--- start ---

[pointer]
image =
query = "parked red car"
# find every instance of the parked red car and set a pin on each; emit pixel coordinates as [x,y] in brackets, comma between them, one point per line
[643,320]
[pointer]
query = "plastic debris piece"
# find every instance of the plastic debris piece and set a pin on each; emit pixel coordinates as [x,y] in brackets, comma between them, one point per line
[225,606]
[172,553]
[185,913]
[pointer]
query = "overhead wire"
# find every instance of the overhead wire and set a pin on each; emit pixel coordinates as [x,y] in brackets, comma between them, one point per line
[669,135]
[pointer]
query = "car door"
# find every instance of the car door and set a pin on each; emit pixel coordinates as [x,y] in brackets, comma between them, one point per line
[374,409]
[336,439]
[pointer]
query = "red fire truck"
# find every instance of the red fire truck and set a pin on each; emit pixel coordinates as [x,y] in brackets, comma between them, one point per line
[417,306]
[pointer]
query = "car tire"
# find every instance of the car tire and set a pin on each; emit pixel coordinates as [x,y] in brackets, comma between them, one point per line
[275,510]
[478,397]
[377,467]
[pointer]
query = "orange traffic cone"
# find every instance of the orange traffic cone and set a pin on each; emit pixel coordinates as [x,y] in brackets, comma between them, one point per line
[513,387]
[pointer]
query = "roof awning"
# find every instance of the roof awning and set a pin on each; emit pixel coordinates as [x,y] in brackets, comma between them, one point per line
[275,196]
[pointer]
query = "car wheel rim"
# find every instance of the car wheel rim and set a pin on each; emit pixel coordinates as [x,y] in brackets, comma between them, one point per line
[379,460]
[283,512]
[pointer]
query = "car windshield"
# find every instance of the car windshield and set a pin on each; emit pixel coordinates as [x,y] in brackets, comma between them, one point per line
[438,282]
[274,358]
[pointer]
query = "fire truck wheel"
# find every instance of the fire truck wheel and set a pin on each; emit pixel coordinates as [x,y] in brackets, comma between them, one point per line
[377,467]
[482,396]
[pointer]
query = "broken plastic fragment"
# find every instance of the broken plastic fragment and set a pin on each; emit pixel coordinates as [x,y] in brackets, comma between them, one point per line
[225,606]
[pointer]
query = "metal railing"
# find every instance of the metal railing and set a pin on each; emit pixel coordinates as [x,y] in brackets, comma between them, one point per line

--- end ---

→ **EXERCISE**:
Collect every line of the items above that contains the word "door". Case counts.

→ **EXERCISE ANSWER**:
query = "car door"
# find every instance of the car door and set a pin on each; emit pixel coordinates as [x,y] in brackets, comma between them, one point per line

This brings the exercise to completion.